Problem statement: Convert the records below into a two-column CSV with the header instruction,output, starting at the beginning of the records and ending with the line containing "[[515, 971], [499, 900]]". Give one row per record, putting its text and its answer each in a single quoted field with line breaks replaced by spaces.

Information supplied:
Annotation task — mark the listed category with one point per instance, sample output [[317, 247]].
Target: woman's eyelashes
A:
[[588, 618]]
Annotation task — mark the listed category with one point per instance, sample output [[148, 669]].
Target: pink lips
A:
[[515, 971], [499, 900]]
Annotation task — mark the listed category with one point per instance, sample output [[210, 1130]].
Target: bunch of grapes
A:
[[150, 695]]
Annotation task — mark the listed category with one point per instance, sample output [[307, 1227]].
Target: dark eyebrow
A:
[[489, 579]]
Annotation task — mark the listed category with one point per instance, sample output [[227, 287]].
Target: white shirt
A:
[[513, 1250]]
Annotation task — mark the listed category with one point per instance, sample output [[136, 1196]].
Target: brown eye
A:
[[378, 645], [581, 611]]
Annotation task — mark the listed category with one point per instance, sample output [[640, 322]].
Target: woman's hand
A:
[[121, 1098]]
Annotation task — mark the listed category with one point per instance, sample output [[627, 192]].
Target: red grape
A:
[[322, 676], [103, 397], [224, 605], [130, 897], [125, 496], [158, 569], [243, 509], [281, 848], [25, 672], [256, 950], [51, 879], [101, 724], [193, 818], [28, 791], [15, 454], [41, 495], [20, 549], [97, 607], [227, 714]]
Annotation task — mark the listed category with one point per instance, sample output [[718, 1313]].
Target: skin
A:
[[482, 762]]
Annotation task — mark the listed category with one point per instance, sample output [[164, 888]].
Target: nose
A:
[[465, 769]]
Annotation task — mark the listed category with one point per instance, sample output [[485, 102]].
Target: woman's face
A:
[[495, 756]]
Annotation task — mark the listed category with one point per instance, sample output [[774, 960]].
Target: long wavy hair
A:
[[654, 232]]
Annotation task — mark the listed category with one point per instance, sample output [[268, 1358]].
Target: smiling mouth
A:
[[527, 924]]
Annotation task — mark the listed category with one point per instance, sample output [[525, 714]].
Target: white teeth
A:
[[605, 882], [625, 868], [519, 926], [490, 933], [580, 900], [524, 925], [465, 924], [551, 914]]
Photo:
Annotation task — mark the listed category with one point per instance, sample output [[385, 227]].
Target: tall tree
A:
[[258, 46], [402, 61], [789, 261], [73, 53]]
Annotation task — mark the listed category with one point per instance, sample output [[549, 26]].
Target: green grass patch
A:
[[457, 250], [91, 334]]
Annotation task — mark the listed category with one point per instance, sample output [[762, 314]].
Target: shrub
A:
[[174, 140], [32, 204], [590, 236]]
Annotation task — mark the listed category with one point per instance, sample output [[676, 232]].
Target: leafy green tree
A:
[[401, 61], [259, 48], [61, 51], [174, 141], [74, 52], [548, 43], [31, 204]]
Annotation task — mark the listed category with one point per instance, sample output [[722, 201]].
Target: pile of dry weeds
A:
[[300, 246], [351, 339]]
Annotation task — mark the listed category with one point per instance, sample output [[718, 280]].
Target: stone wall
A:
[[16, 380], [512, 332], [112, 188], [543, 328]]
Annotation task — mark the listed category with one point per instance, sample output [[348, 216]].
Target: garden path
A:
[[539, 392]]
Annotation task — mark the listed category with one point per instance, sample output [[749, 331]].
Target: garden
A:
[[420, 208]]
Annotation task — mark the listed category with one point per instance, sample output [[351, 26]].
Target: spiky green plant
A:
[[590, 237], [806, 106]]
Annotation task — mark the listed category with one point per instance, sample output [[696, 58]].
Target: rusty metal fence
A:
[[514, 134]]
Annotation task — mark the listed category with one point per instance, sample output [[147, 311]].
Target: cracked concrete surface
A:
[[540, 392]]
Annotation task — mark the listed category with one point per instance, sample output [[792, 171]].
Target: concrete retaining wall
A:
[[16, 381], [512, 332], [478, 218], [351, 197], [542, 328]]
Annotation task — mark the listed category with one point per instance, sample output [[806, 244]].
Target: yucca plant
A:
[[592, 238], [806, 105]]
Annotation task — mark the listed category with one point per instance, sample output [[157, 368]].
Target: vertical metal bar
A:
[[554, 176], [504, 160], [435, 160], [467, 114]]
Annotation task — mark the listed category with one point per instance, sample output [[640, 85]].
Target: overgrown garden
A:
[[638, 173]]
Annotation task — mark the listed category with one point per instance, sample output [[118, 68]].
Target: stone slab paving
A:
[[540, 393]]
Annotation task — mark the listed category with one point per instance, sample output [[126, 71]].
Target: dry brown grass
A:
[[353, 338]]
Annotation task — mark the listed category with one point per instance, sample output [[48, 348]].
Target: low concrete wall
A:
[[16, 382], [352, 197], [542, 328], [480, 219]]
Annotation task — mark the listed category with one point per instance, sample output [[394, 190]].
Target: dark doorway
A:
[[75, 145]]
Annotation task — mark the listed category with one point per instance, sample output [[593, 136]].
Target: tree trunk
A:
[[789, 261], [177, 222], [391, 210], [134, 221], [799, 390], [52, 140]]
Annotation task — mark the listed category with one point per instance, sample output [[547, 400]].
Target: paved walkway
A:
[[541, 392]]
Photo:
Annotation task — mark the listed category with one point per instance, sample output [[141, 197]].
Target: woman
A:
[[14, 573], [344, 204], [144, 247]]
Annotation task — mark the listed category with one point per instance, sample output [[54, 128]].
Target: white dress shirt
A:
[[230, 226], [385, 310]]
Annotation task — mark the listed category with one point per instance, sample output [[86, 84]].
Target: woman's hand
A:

Written solution:
instruction,output
"Annotation task — mark the listed category with one point per instance, sample output [[317, 247]]. Target: woman's eyelashes A:","[[588, 618]]"
"Annotation task — mark the listed category with one point per instance, sample output [[148, 669]]. Target: pink lips A:","[[515, 971], [499, 900]]"